┌──
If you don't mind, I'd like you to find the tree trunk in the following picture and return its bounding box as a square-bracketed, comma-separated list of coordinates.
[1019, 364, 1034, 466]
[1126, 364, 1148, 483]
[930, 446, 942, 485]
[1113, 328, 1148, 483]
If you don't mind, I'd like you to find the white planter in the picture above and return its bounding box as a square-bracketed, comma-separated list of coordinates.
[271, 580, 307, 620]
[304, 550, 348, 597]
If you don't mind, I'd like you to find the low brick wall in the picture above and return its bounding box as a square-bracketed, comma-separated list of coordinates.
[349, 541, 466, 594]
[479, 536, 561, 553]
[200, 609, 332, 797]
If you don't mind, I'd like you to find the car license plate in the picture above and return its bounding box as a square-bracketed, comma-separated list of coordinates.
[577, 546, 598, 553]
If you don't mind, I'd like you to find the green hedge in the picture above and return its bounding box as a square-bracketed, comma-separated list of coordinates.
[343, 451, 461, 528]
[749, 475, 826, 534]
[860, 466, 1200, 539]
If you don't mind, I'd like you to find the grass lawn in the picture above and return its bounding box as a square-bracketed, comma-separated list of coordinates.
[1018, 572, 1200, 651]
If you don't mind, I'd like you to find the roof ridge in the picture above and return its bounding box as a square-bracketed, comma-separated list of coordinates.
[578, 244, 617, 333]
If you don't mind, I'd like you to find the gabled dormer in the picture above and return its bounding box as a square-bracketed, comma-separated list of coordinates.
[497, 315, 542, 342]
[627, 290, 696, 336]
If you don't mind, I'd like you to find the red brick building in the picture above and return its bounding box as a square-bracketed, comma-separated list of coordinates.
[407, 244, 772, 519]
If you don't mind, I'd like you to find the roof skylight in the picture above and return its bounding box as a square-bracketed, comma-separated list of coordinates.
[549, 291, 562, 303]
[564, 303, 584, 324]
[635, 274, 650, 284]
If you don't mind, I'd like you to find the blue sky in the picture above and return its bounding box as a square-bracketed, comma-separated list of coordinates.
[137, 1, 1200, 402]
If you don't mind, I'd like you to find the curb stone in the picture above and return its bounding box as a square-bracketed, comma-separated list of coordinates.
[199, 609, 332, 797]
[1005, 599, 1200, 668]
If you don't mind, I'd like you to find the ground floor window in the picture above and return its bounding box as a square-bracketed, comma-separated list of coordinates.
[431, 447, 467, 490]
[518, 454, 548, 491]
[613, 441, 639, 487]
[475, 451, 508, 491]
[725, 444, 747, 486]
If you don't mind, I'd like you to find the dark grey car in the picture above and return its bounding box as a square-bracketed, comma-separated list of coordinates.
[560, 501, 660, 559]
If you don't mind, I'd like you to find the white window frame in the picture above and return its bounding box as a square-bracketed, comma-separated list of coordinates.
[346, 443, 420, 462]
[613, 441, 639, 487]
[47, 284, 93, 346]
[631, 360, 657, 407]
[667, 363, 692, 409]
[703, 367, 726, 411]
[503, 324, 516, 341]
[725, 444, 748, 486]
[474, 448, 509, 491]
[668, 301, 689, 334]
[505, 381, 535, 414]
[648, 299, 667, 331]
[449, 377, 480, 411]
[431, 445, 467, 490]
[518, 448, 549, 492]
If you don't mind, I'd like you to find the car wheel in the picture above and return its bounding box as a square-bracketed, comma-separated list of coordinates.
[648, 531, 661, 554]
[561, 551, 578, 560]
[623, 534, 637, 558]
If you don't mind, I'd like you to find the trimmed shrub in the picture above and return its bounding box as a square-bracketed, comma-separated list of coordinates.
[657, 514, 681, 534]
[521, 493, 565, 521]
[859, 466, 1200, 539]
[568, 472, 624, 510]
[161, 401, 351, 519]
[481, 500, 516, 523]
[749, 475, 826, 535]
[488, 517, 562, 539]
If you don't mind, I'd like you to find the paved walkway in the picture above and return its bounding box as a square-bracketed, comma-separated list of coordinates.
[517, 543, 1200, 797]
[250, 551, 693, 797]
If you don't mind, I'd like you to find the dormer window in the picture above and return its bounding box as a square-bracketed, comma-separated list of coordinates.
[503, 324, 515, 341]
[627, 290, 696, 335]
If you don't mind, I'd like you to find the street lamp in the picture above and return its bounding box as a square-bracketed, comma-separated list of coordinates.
└──
-- Work task --
Repeat, exactly and in full, the records shown above.

-- Answer section --
If you don't mind, I'd like you to find the tree trunk in the following picture and return its bounding box as a square-bracketed, comma-separated list of coordinates.
[1019, 364, 1034, 466]
[1126, 364, 1148, 483]
[930, 446, 942, 485]
[1113, 328, 1148, 483]
If you don't mind, I'd like you to find the white planter in the picture above and return its bounding box as a square-bracketed, comma-separated list of coordinates.
[271, 580, 307, 620]
[304, 550, 348, 597]
If you don't mind, I'd like you to find the low brick wall in the picture above and return its bounding box as a square-bracketed, comma-separated list of coordinates.
[349, 541, 466, 594]
[479, 536, 561, 553]
[200, 609, 332, 797]
If you don't mind, I'd like you to find the car license plate in the picture above and return its bounding box as a square-bracketed, comma-separated list of coordinates.
[577, 546, 598, 553]
If you don't mind, I'd like you to find the green hedge in the picture above and return its bounding box as a square-bracketed, comma-separated list of coordinates.
[343, 451, 461, 528]
[749, 475, 826, 534]
[860, 466, 1200, 539]
If you don't mind, I'd like you to find the grass lawn in the picture above and return its bounding box as a square-bracketed, comma-separated list of coordinates.
[1018, 572, 1200, 651]
If you don't mind, I'd like you to find the roof ridge in the picture above and return its bounding box as a square-bracketed, comma-separated list of coordinates.
[578, 244, 617, 333]
If you don't mind, I'd like you to find the gabled dormer in the picture above and return its bounding box as a square-bracketed, comma-separated list of coordinates.
[497, 315, 542, 342]
[627, 290, 696, 336]
If you don't mind, I'd like you to find the red brick building in the picture above and return its bounding box as a square-bracketed, comma-separated list of coordinates.
[407, 244, 772, 519]
If you don't mind, I'd like you to find the roof skylight in the picture above and return its bounding box as a square-bracketed, comma-separated list of coordinates.
[549, 291, 562, 303]
[564, 303, 584, 324]
[635, 274, 650, 284]
If you don't mind, I'd like you to find the blue sky in the picture above and return its bounding box as a square-bracketed, comma-separated list of coordinates.
[137, 1, 1200, 402]
If you don't mind, I'd like you to find the curb stone in the picture above and return its bounding box as a square-bracketed, comma-separated list of coordinates.
[199, 609, 332, 797]
[1005, 599, 1200, 668]
If you don't mind, I'd like you to find the ground floor window in the picture above and return its bounding box as a square-bracketed, comma-separated list of coordinates.
[431, 447, 467, 490]
[518, 454, 548, 491]
[613, 441, 639, 487]
[475, 451, 508, 491]
[725, 444, 747, 486]
If you don't mind, I'd like you to find the dark grey car in the picture above and return its bounding box as a square-bracketed, comma-separated list of coordinates.
[560, 501, 660, 559]
If you don't mind, I'd like you to find the white window frame in the picture above and return its bounding box as a square-bracketed, comma-separated list of coordinates.
[346, 443, 420, 462]
[613, 441, 639, 487]
[47, 284, 93, 346]
[631, 360, 657, 407]
[667, 363, 692, 409]
[703, 367, 726, 411]
[503, 324, 516, 341]
[725, 444, 748, 486]
[474, 448, 509, 491]
[668, 301, 689, 334]
[505, 381, 535, 414]
[648, 299, 667, 331]
[449, 377, 480, 411]
[431, 445, 467, 490]
[518, 448, 549, 492]
If you don't mind, I'd like you to find the car wheel in the picture above and return its bounding box as a square-bracketed, comma-separated list of coordinates.
[648, 531, 661, 554]
[561, 551, 578, 560]
[623, 534, 637, 558]
If you don't mind, I'd like you to find the trimmed shrub in the picture above and return its bounding box as a square-bracketed, comma-separated list of coordinates.
[657, 514, 681, 534]
[521, 493, 565, 521]
[859, 466, 1200, 539]
[568, 472, 624, 510]
[161, 401, 351, 519]
[481, 500, 516, 523]
[749, 475, 826, 535]
[488, 517, 562, 539]
If you don't mind, I'd like you to find the paved walkway in the picture above and return its bounding box as a square-bracketed, comma-separated list of coordinates.
[517, 543, 1200, 797]
[250, 551, 693, 797]
If you don't mind, I'd like you to find the dormer window in the picture above and return its bounding box as a square-bracketed, comma-separated list of coordinates.
[503, 324, 515, 341]
[627, 290, 696, 335]
If you don't mind, I'd like you to find the street lamp in the picture above and return its bounding box as a square-bracketed, comma-separated list of coordinates.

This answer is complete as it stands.